● **Excerpt to read**
Professor John Mackenzie

AO, FTSE, FASM
"The then Department of Microbiology had been without a professor for a period of about 18 months when I arrived. It had a strong research base, especially in microbial taxonomy and culture collections."

I was a professor of microbiology at UQ from January 1995 to April 2004. For the latter part of that period I was Professor of Tropical Infectious Diseases.  Since retirement I have been an honorary professor of the School of Chemistry & Molecular Biosciences (SCMB).

The then Department of Microbiology had been without a Professor for a period of about 18 months when I arrived at the beginning of 1995. It had a strong research base, especially in microbial taxonomy and culture collections, but also in a number of other areas. Importantly for a new, incoming Professor, it had some excellent teaching and research staff members, including Chris Haywood, John Woolcock, Lindsay Sly, Al McEwan, John Fuerst and Paul Young, although Paul was located in the Sir Albert Sakzewski Virus Research Institute at that time.

I left UQ to accept the inaugural Premier's Research Fellowship in Western Australia where I established a small virology research centre at Curtin University with financial support from the Department of Premier and Cabinet, but maintaining a research link with colleagues at UQ both in the arbovirology area and in the Australian Biosecurity Collaborative Research Centre (ABCRC). I had conceived and later initiated the ABCRC with the late Professor Aileen Plant in 2002, and while the central node was located in the SCMB, a second node was established by Professor Plant at Curtin University.

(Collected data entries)
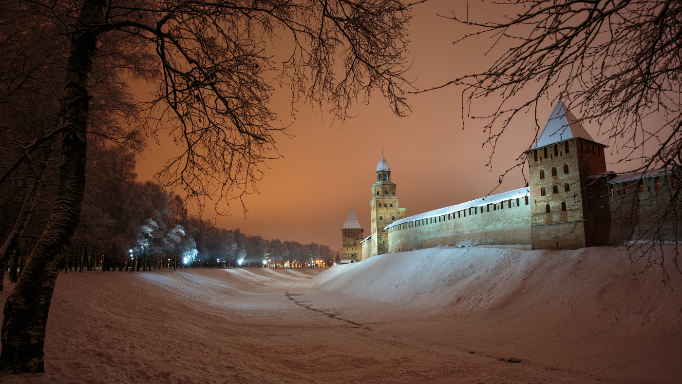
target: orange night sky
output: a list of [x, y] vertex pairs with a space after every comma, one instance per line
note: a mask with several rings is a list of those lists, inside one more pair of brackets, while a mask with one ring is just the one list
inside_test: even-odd
[[[472, 18], [500, 16], [508, 9], [500, 5], [491, 9], [491, 5], [481, 4], [470, 3]], [[463, 2], [430, 1], [414, 8], [409, 46], [413, 64], [407, 78], [413, 80], [416, 89], [439, 85], [482, 70], [501, 52], [499, 48], [485, 55], [494, 41], [487, 37], [453, 44], [466, 29], [436, 14], [448, 15], [455, 11], [460, 14], [465, 12], [461, 7]], [[259, 193], [244, 198], [248, 209], [246, 218], [236, 202], [231, 205], [232, 216], [218, 216], [216, 224], [239, 228], [265, 239], [314, 241], [338, 249], [340, 228], [352, 205], [365, 236], [368, 236], [370, 186], [376, 181], [374, 172], [382, 149], [391, 166], [391, 179], [398, 186], [400, 205], [406, 208], [407, 216], [485, 196], [498, 184], [499, 175], [535, 140], [535, 116], [533, 111], [529, 112], [525, 121], [517, 120], [514, 130], [505, 133], [491, 169], [485, 166], [490, 149], [481, 147], [486, 138], [482, 132], [484, 123], [468, 119], [462, 130], [460, 91], [450, 87], [411, 95], [412, 113], [406, 118], [394, 115], [377, 91], [369, 104], [355, 106], [351, 113], [354, 118], [330, 126], [331, 117], [321, 114], [318, 106], [316, 112], [315, 106], [295, 106], [299, 112], [293, 120], [288, 90], [276, 91], [272, 108], [285, 125], [293, 122], [288, 132], [295, 137], [281, 135], [278, 138], [282, 157], [268, 162], [269, 169], [263, 167], [265, 175], [257, 185]], [[540, 104], [538, 119], [542, 126], [554, 101], [544, 100]], [[477, 105], [492, 110], [495, 103], [480, 100]], [[597, 134], [597, 127], [588, 123], [585, 128], [597, 141], [606, 143]], [[139, 179], [152, 178], [165, 161], [166, 146], [172, 146], [173, 141], [164, 134], [160, 137], [162, 145], [152, 142], [150, 150], [140, 160]], [[527, 174], [527, 166], [525, 171]], [[507, 175], [494, 193], [524, 185], [520, 171], [516, 171]], [[211, 209], [207, 211], [205, 218], [214, 216]]]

● **Required action 1**
In the profile of John Mackenzie, who did he initiate the Australian Biosecurity Collaborative Research Centre with, and in what year?
● **Required action 2**
Continue the profile of John Mackenzie from its last sentence.
These records were drawn from a separate source.

● **Answer space 1**
He initiated it with the late Professor Aileen Plant in 2002.

● **Answer space 2**
In 2006 I was the inaugural winner of the Akademi Sains Malaysia Mahathir Science Award for Excellence in Research on Tropical Diseases.

I remain an Honorary Senior Principal Fellow at the Burnet Institute, Melbourne, a part-time Senior Medical Scientist-in-Charge at PathWest in Perth, and a member of the Western Australian Biosecurity Council.

In 2015, I helped to establish a not-for-profit international foundation, the One Health Platform, with two colleagues from the Netherlands and Belgium. This Foundation now runs the International One Health Congresses, the One Health Policy Forums, and with the One Health Commission and One Health Initiative in the United States, help coordinate the student research projects undertaken on the annual One Health Day (November 3rd).

I am a fellow of the Australian Academy of Technology and Engineering, the Australian Society for Microbiology, and the American Academy of Microbiology.